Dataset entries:
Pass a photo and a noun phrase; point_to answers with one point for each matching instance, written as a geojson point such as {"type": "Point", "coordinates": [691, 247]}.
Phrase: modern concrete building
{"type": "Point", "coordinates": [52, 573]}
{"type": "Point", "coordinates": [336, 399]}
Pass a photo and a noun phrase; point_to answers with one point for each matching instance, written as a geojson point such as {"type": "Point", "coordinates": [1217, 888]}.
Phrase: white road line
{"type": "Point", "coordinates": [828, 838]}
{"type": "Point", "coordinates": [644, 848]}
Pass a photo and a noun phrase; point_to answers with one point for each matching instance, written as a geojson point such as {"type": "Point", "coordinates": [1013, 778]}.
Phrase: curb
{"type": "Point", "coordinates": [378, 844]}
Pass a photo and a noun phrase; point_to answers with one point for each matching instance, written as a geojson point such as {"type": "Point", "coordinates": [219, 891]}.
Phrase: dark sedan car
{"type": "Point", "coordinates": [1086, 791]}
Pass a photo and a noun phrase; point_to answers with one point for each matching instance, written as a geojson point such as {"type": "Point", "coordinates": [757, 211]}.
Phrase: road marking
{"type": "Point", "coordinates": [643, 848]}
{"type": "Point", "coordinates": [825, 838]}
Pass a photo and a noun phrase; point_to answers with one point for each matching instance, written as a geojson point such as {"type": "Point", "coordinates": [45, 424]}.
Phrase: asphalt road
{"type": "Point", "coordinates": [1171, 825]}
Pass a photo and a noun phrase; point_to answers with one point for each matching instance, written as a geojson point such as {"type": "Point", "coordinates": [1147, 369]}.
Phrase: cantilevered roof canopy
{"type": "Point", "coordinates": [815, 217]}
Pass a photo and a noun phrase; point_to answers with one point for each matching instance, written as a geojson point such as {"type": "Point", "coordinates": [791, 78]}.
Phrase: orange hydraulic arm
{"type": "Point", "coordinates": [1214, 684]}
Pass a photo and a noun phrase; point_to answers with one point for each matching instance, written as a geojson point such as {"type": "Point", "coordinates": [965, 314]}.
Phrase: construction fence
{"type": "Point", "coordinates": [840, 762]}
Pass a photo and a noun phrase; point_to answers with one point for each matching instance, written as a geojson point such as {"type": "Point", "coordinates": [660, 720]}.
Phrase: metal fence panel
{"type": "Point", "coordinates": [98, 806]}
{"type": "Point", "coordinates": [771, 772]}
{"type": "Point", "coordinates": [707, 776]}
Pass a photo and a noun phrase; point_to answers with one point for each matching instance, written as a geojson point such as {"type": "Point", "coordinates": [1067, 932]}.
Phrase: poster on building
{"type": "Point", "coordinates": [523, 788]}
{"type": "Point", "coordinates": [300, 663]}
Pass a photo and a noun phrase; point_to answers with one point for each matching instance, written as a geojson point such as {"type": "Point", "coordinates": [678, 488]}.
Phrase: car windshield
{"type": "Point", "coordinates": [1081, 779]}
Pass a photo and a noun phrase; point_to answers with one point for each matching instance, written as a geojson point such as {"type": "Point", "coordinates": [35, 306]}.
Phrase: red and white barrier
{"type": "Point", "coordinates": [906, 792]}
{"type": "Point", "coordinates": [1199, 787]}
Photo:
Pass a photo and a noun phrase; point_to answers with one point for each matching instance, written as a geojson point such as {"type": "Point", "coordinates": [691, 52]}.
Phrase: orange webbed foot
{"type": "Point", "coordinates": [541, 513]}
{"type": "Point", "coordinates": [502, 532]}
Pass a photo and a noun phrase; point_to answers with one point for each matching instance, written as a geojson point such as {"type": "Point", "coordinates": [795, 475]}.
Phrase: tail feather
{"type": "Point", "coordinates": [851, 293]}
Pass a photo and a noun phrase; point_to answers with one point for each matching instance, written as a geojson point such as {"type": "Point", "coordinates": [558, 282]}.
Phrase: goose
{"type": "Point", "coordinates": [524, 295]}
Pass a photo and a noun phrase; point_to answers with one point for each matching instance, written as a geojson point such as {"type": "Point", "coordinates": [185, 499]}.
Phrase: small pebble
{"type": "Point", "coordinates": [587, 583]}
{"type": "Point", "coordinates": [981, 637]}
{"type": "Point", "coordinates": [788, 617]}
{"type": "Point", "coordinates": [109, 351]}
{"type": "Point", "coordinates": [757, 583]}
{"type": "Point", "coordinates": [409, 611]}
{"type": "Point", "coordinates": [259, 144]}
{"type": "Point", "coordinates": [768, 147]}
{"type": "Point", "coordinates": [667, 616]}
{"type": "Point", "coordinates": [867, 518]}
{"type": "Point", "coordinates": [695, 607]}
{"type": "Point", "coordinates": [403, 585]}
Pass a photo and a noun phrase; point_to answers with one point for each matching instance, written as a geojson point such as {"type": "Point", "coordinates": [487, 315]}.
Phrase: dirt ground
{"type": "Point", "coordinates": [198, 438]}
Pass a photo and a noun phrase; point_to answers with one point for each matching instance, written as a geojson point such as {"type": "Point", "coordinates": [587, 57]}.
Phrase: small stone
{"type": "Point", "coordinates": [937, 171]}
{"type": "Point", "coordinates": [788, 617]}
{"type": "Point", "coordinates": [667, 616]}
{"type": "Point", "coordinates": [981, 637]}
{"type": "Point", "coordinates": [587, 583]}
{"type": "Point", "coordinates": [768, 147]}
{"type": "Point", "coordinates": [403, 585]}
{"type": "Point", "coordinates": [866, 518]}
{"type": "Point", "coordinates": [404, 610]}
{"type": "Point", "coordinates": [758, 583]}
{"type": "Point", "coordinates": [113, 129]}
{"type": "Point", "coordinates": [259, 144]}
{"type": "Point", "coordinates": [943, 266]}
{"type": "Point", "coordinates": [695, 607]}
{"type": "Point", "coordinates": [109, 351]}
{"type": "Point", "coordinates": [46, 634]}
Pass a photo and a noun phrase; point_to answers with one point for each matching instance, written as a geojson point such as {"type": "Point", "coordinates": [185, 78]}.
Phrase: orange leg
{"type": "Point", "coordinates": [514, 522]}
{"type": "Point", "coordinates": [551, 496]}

## Your task:
Reproduce the data above in full. Leave nothing out.

## Result below:
Pass a photo and a noun phrase; point_to answers with one point for each matching instance, written as a geojson point such as {"type": "Point", "coordinates": [691, 247]}.
Phrase: modern concrete building
{"type": "Point", "coordinates": [52, 573]}
{"type": "Point", "coordinates": [336, 399]}
Pass a photo and a noun phrase; point_to answers with one point for each matching instance, written as a geojson point such as {"type": "Point", "coordinates": [1217, 888]}.
Phrase: white road line
{"type": "Point", "coordinates": [828, 838]}
{"type": "Point", "coordinates": [644, 848]}
Pass a photo and a noun phrase; point_to answers with one point for each matching instance, written as a geojson point such as {"type": "Point", "coordinates": [1013, 778]}.
Phrase: curb
{"type": "Point", "coordinates": [378, 844]}
Pass a photo and a noun phrase; point_to answers with one point for each matching instance, written as a geojson point such as {"type": "Point", "coordinates": [219, 891]}.
Phrase: dark sedan car
{"type": "Point", "coordinates": [1086, 791]}
Pass a photo and a noun phrase; point_to answers with one point for each matching instance, written as a geojson point such as {"type": "Point", "coordinates": [757, 211]}.
Phrase: road marking
{"type": "Point", "coordinates": [643, 848]}
{"type": "Point", "coordinates": [825, 838]}
Pass a photo and a noun phrase; point_to answers with one point for each matching instance, written as a geojson point such as {"type": "Point", "coordinates": [45, 424]}.
Phrase: asphalt road
{"type": "Point", "coordinates": [1171, 825]}
Pass a photo and a noun phrase; point_to answers with one point for each matching instance, written as a geojson point such as {"type": "Point", "coordinates": [1147, 369]}.
Phrase: cantilevered roof canopy
{"type": "Point", "coordinates": [815, 217]}
Pass a photo and a noun phrase; point_to answers with one point for each matching instance, written as a geojson point such as {"type": "Point", "coordinates": [791, 78]}.
Phrase: orange hydraulic arm
{"type": "Point", "coordinates": [1214, 684]}
Pass a photo and a noun phrase; point_to answers with one point for each matching instance, written as a geojson point such as {"type": "Point", "coordinates": [965, 314]}.
Phrase: construction fence
{"type": "Point", "coordinates": [840, 762]}
Pass a photo and a noun phrase; point_to answers with one point for each matching instance, written as a geojson point such as {"type": "Point", "coordinates": [660, 720]}.
Phrase: metal fence panel
{"type": "Point", "coordinates": [98, 806]}
{"type": "Point", "coordinates": [771, 772]}
{"type": "Point", "coordinates": [707, 776]}
Pass a photo and a noun phrase; point_to answers with one point for each matching instance, written as a geojson point such as {"type": "Point", "coordinates": [1067, 932]}.
Phrase: poster on building
{"type": "Point", "coordinates": [523, 788]}
{"type": "Point", "coordinates": [300, 663]}
Pass a photo and a noun phrase; point_to answers with one point for each matching instance, written as a geojson point such as {"type": "Point", "coordinates": [678, 488]}.
Phrase: car windshield
{"type": "Point", "coordinates": [1081, 779]}
Pass a photo and a noun phrase; point_to answers with one point for each matching instance, written as a geojson point such as {"type": "Point", "coordinates": [35, 306]}.
Phrase: red and white barrier
{"type": "Point", "coordinates": [906, 792]}
{"type": "Point", "coordinates": [1199, 787]}
Photo:
Pass a photo and a noun phrase; point_to answers with one point for each matching instance, written as a geojson point such as {"type": "Point", "coordinates": [691, 52]}.
Phrase: orange webbed foot
{"type": "Point", "coordinates": [541, 513]}
{"type": "Point", "coordinates": [502, 532]}
Pass a photo and a noun phrase; point_to answers with one point for each matching instance, written as a geojson point such as {"type": "Point", "coordinates": [795, 475]}.
Phrase: tail feather
{"type": "Point", "coordinates": [851, 293]}
Pass a photo and a noun phrase; point_to answers with one point for each matching instance, written as a geojson point such as {"type": "Point", "coordinates": [558, 282]}.
Phrase: goose
{"type": "Point", "coordinates": [524, 295]}
Pass a photo and a noun phrase; point_to answers with one point for each matching instance, written as a geojson point such as {"type": "Point", "coordinates": [185, 499]}.
Phrase: small pebble
{"type": "Point", "coordinates": [587, 583]}
{"type": "Point", "coordinates": [981, 637]}
{"type": "Point", "coordinates": [788, 617]}
{"type": "Point", "coordinates": [109, 351]}
{"type": "Point", "coordinates": [757, 583]}
{"type": "Point", "coordinates": [409, 611]}
{"type": "Point", "coordinates": [259, 144]}
{"type": "Point", "coordinates": [768, 147]}
{"type": "Point", "coordinates": [667, 616]}
{"type": "Point", "coordinates": [867, 518]}
{"type": "Point", "coordinates": [695, 607]}
{"type": "Point", "coordinates": [403, 585]}
Pass a photo and a noun phrase; point_to answers with one point for each matching instance, written as a geojson point such as {"type": "Point", "coordinates": [487, 315]}.
Phrase: dirt ground
{"type": "Point", "coordinates": [198, 438]}
Pass a photo and a noun phrase; point_to answers with one point for each matching instance, written as a geojson point such as {"type": "Point", "coordinates": [587, 57]}.
Phrase: small stone
{"type": "Point", "coordinates": [937, 171]}
{"type": "Point", "coordinates": [788, 617]}
{"type": "Point", "coordinates": [667, 616]}
{"type": "Point", "coordinates": [981, 637]}
{"type": "Point", "coordinates": [587, 583]}
{"type": "Point", "coordinates": [768, 147]}
{"type": "Point", "coordinates": [403, 585]}
{"type": "Point", "coordinates": [866, 518]}
{"type": "Point", "coordinates": [404, 610]}
{"type": "Point", "coordinates": [758, 583]}
{"type": "Point", "coordinates": [113, 129]}
{"type": "Point", "coordinates": [259, 144]}
{"type": "Point", "coordinates": [943, 266]}
{"type": "Point", "coordinates": [695, 607]}
{"type": "Point", "coordinates": [109, 351]}
{"type": "Point", "coordinates": [46, 634]}
Pass a photo and a noun phrase; point_to answers with one point for each matching instance, written as a geojson point such as {"type": "Point", "coordinates": [185, 78]}.
Phrase: orange leg
{"type": "Point", "coordinates": [514, 522]}
{"type": "Point", "coordinates": [551, 496]}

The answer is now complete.